** Start **

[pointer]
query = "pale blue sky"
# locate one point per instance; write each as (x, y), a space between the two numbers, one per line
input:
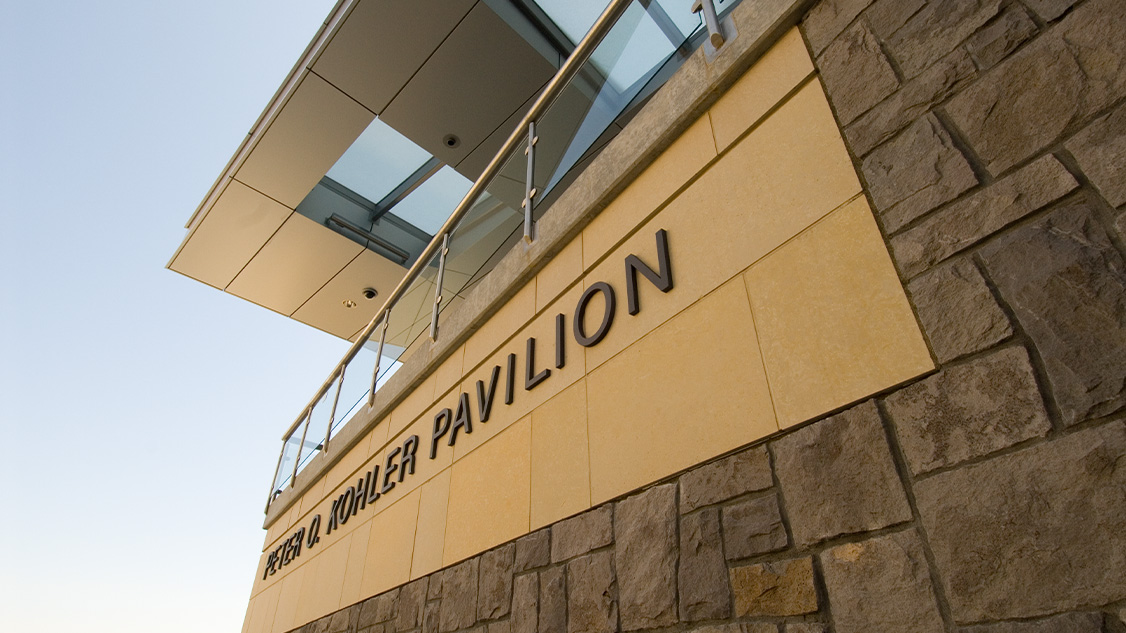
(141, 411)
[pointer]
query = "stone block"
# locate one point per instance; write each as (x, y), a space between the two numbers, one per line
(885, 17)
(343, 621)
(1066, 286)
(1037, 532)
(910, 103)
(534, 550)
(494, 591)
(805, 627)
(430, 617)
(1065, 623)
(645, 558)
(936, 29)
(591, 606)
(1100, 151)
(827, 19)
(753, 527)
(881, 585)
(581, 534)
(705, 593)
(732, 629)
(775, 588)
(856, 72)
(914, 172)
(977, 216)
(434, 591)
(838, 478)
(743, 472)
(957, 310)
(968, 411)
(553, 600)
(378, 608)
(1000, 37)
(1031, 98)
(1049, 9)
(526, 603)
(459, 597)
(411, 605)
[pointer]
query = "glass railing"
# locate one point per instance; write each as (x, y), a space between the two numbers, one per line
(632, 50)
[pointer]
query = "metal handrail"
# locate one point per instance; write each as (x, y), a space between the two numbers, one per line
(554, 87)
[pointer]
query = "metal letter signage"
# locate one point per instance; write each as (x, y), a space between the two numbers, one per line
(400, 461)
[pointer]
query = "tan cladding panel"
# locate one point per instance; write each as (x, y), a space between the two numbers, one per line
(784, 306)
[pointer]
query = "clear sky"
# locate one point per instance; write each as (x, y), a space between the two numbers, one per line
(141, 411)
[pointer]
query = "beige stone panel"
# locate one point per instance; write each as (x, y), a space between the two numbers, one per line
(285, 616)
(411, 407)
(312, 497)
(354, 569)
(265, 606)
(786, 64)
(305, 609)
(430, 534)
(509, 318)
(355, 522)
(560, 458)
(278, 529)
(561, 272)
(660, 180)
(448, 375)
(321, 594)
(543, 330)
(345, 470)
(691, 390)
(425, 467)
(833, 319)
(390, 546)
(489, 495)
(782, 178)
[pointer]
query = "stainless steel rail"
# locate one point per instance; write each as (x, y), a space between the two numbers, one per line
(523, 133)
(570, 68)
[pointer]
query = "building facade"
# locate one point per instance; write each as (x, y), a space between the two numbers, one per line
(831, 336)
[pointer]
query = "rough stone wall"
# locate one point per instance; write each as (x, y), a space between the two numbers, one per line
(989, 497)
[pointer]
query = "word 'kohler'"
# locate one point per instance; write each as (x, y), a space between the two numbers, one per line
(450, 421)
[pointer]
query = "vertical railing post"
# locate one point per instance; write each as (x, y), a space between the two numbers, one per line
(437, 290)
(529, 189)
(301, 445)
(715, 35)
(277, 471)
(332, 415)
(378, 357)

** End **

#### TASK TO CARRY OUT
Please count the lines in the entries above that contain the string "stone" and reply with only that number.

#### TASK RESPONSE
3